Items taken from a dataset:

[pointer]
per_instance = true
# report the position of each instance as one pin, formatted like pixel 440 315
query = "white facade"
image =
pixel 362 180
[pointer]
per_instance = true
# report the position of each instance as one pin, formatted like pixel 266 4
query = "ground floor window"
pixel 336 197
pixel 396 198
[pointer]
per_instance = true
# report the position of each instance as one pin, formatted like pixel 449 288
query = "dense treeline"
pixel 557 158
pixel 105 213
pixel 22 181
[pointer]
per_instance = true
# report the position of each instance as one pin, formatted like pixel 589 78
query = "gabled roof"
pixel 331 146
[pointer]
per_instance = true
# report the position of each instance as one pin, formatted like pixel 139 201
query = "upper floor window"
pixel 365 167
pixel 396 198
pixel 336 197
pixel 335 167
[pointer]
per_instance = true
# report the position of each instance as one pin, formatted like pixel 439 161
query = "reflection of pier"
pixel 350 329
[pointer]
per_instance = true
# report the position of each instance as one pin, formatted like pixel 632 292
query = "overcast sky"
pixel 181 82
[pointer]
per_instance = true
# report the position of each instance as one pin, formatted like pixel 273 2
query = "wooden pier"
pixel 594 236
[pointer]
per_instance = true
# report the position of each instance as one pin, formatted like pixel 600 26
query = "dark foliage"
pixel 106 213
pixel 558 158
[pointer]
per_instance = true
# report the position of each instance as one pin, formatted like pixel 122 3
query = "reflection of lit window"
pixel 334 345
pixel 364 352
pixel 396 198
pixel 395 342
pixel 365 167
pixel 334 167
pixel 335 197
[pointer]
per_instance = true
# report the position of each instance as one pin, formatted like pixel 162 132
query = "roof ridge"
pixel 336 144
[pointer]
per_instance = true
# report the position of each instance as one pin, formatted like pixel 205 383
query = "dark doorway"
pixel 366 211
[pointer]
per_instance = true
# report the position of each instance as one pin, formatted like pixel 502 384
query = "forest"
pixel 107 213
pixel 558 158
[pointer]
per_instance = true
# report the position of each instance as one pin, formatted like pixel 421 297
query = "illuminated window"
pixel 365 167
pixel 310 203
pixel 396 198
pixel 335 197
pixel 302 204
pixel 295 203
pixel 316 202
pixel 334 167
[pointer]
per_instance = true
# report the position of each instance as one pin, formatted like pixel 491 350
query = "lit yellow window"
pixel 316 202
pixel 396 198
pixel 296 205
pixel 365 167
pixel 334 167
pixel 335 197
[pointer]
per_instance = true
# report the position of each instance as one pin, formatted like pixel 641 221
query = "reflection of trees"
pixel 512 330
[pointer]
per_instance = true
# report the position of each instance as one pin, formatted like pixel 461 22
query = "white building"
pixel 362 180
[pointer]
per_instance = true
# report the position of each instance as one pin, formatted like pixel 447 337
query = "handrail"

What you need to do:
Copy out every line of the material above, changing nothing.

Answer in full:
[pointer]
per_instance = true
# report the position of each instance as one pin, formatted like pixel 440 315
query = "white facade"
image =
pixel 362 180
[pointer]
per_instance = true
# report the position of each instance as one pin, formatted like pixel 266 4
query = "ground floor window"
pixel 336 197
pixel 396 198
[pointer]
per_instance = true
# report the position of each instance as one pin, formatted like pixel 449 288
query = "dense treeline"
pixel 557 158
pixel 105 213
pixel 22 181
[pointer]
per_instance = true
# report the position of each instance as one pin, formatted like pixel 589 78
query = "gabled roof"
pixel 331 146
[pointer]
per_instance = true
# report the position of each instance as one pin, formatted like pixel 139 201
query = "upper floor window"
pixel 365 167
pixel 396 198
pixel 336 197
pixel 335 167
[pointer]
per_instance = true
# report the position of each instance as one pin, formatted like pixel 439 161
query = "reflection of pier"
pixel 350 329
[pointer]
per_instance = true
# report the position of each instance as one pin, formatted like pixel 632 292
query = "overcast sky"
pixel 181 82
[pointer]
per_instance = true
# report the position of each instance as one pin, formatted like pixel 273 2
query = "wooden pier"
pixel 594 236
[pointer]
per_instance = true
# report the position of each instance as one pin, formatted like pixel 600 26
query = "dark foliage"
pixel 106 213
pixel 558 158
[pointer]
per_instance = true
# report the position of each instance as one pin, formatted like pixel 122 3
query = "reflection of lit window"
pixel 334 345
pixel 364 352
pixel 396 198
pixel 395 342
pixel 365 167
pixel 334 167
pixel 335 197
[pointer]
per_instance = true
# report the position of each instance as one pin, formatted like pixel 162 132
query = "roof ridge"
pixel 336 144
[pointer]
per_instance = true
# report the position of each instance as one pin, formatted like pixel 205 383
query = "dark doorway"
pixel 366 211
[pointer]
per_instance = true
# report the position of each instance as one pin, formatted like pixel 502 384
query = "forest"
pixel 107 213
pixel 558 158
[pointer]
per_instance = true
# report the position of each instance as one pin, formatted like pixel 421 297
query = "illuminated window"
pixel 365 167
pixel 310 203
pixel 396 198
pixel 335 197
pixel 302 204
pixel 295 203
pixel 316 202
pixel 334 167
[pointer]
per_instance = true
# report the position of each instance as one pin, formatted like pixel 491 350
query = "lit yellow window"
pixel 316 202
pixel 396 198
pixel 296 205
pixel 365 167
pixel 334 167
pixel 335 197
[pointer]
per_instance = true
# report the position of each instance as one pin, formatted like pixel 641 221
query = "reflection of trees"
pixel 512 330
[pointer]
per_instance = true
# report the position of each instance as one pin, formatted like pixel 461 22
query = "white building"
pixel 362 180
[pointer]
per_instance = true
# report the position of each instance as one pin, formatted like pixel 447 337
query = "handrail"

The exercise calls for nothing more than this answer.